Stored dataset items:
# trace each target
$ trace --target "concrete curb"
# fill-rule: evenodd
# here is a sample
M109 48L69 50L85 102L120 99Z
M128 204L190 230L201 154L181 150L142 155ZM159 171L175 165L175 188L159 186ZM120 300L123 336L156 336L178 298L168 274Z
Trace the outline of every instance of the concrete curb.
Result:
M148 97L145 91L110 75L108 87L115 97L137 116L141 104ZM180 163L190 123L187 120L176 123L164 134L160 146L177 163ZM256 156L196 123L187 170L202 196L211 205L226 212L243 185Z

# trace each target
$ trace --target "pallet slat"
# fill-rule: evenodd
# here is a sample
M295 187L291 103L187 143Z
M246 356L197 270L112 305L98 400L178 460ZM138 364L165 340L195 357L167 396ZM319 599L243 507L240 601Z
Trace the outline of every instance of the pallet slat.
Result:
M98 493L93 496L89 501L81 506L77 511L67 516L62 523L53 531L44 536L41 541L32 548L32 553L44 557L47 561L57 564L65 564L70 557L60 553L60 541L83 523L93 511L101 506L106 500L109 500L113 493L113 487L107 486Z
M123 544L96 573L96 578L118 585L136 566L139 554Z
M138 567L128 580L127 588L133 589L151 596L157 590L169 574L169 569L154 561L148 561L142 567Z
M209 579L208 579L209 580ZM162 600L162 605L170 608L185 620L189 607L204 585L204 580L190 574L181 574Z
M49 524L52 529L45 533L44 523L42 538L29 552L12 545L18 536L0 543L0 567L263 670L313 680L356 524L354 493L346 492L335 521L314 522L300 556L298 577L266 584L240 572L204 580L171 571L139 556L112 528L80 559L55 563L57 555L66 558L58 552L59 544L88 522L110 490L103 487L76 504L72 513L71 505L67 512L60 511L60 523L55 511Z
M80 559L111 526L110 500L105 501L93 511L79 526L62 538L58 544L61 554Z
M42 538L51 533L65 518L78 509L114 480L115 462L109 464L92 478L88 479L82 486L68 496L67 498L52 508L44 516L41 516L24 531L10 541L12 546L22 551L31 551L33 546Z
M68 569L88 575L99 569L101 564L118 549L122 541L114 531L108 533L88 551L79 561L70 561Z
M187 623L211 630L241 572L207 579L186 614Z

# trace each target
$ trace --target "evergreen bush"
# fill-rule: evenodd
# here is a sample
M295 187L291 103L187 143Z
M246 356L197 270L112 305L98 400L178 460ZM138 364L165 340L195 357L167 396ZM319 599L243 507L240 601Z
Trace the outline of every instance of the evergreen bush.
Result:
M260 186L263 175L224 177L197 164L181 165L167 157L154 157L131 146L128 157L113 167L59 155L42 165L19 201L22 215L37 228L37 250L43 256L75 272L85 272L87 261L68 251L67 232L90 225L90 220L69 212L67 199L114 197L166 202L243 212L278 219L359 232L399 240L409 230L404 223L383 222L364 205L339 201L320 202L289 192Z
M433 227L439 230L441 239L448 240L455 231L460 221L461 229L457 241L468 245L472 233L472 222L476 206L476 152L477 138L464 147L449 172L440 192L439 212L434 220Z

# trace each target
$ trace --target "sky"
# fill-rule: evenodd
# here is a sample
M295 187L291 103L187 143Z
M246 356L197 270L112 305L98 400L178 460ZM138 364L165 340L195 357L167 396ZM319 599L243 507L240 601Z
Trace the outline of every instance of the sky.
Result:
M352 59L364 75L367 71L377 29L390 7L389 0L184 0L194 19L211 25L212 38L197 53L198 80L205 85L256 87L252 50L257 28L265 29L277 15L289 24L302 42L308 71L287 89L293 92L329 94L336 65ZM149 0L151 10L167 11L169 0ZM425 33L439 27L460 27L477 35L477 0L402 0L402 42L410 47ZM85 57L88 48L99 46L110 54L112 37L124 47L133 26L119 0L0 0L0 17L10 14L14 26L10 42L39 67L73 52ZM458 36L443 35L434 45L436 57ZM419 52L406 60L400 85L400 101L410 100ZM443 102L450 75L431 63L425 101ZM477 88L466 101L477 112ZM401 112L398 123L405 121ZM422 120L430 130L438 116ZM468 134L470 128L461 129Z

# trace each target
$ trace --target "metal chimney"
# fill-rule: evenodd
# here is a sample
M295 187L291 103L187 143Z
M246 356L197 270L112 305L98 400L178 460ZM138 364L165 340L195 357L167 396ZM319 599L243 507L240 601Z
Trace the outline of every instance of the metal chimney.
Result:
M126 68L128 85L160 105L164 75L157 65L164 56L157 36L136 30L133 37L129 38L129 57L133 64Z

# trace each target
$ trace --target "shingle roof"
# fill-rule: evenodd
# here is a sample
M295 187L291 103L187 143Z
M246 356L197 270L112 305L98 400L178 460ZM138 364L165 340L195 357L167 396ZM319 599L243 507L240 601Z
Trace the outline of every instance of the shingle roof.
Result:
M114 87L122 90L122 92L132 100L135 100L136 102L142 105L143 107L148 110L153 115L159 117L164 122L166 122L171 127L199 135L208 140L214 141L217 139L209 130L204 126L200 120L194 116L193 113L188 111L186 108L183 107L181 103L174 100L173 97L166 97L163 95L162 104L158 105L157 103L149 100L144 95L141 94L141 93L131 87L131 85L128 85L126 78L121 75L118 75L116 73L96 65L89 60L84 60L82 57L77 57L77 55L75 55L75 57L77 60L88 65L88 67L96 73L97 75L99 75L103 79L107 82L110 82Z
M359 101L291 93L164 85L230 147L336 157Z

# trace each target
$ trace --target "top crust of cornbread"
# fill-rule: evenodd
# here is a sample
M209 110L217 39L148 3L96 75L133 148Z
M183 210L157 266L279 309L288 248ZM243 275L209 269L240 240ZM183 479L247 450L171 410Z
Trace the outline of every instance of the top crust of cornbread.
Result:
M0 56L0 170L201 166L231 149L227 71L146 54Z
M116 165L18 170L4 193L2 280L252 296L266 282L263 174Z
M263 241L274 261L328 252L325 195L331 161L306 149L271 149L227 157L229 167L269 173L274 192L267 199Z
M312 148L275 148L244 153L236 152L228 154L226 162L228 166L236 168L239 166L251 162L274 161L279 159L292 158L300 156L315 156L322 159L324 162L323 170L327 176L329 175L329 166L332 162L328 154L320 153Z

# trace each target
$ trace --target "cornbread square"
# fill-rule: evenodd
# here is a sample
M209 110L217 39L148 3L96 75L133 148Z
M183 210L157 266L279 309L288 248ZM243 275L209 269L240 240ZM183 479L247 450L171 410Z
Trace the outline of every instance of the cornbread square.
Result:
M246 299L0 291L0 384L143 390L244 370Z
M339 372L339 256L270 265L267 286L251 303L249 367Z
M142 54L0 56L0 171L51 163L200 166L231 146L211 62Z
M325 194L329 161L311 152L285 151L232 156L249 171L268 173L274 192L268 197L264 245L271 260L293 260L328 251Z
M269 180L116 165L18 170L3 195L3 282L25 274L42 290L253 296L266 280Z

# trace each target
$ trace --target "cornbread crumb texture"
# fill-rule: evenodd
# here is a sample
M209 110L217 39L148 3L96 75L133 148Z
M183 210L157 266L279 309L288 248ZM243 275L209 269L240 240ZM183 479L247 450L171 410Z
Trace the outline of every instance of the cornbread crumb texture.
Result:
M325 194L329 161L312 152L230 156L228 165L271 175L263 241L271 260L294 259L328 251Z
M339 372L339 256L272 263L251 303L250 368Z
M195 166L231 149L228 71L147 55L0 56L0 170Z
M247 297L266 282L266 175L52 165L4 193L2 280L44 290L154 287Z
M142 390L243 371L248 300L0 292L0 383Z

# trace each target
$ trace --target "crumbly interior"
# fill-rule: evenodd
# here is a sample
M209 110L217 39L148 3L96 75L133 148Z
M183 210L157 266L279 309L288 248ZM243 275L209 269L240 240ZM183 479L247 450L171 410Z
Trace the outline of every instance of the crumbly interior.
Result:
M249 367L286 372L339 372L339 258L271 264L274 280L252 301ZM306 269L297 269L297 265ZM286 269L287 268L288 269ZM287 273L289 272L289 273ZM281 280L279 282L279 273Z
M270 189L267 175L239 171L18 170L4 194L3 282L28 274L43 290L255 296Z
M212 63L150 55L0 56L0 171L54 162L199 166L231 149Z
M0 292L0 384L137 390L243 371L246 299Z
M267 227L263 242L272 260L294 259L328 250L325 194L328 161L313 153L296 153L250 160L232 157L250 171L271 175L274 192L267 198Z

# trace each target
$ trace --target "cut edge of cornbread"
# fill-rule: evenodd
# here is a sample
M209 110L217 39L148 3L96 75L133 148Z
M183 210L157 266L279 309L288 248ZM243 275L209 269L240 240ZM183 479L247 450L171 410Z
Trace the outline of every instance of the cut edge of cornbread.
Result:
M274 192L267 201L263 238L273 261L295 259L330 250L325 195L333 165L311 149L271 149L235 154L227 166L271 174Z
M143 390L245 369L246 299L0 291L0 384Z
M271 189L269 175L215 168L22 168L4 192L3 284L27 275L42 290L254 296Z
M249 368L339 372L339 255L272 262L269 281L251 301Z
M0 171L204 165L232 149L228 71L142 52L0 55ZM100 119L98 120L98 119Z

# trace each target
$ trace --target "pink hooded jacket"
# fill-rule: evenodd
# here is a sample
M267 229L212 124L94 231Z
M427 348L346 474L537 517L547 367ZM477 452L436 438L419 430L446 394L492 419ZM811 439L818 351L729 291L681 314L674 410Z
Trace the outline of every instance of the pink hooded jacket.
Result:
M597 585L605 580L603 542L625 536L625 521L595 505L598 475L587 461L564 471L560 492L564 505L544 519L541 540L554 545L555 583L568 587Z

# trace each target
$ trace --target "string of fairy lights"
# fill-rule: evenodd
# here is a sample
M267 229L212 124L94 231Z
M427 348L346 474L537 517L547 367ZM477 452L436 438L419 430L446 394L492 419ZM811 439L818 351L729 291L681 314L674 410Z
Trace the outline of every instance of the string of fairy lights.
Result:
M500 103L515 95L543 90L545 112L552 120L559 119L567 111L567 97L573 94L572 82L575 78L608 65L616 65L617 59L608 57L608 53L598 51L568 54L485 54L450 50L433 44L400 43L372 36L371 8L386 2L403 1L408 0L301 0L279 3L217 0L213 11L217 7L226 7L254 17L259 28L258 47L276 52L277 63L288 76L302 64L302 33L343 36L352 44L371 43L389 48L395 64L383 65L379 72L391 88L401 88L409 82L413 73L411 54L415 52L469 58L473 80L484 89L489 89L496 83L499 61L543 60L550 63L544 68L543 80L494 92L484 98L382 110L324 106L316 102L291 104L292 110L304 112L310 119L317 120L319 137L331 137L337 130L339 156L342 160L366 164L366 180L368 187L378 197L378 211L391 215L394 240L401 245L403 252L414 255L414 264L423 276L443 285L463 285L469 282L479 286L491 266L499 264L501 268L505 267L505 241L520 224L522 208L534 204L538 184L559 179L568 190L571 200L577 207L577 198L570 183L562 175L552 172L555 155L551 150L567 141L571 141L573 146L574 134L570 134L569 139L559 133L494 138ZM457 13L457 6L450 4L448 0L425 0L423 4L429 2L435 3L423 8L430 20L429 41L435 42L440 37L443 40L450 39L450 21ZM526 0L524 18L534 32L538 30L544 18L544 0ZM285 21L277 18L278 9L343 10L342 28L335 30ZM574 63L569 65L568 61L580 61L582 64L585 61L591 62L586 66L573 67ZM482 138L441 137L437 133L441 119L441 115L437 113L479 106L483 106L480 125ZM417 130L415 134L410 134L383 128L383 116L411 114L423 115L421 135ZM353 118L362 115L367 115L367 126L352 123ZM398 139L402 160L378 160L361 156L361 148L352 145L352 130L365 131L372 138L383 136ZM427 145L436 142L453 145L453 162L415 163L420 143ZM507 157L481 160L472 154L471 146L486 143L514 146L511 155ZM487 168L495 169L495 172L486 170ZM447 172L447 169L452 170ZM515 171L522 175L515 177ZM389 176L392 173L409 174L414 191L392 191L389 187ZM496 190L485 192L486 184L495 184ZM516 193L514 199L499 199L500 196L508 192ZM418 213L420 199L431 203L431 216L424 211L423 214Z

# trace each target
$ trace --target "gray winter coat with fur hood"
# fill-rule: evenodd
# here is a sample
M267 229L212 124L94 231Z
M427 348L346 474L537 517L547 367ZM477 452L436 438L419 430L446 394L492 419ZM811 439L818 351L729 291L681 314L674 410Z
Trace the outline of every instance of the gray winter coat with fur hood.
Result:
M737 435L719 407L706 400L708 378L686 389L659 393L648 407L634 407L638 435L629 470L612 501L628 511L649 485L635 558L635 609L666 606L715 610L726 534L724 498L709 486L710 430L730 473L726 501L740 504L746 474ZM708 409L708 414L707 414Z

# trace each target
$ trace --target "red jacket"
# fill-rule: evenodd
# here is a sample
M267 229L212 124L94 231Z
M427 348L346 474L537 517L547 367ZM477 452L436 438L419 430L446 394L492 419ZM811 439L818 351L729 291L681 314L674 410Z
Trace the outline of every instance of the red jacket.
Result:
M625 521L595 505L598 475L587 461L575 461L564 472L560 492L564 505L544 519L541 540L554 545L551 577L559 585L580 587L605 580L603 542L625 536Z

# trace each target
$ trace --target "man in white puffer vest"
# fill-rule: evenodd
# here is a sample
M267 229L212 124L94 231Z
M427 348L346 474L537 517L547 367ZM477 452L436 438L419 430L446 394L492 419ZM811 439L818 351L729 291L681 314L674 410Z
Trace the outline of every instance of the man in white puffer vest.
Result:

What you need to do: Can you convert the rows from the very first line through the line containing "M148 97L145 91L110", both included, into a JSON list of strings with one string per line and blank lines omitted?

Response:
[
  "# trace each target",
  "$ trace --target \"concrete curb\"",
  "# fill-rule: evenodd",
  "# here is a sample",
  "M109 48L69 50L85 102L120 99Z",
  "M128 204L190 230L201 154L181 150L142 155ZM159 171L175 165L175 188L159 186ZM120 300L123 336L156 336L178 298L168 274Z",
  "Trace the outline of every instance of the concrete curb.",
  "Result:",
  "M148 97L145 91L110 75L108 87L115 97L137 116L141 104ZM180 163L190 123L187 120L176 123L164 134L160 146L177 163ZM256 156L196 123L187 170L202 196L211 205L226 212L243 185Z"
]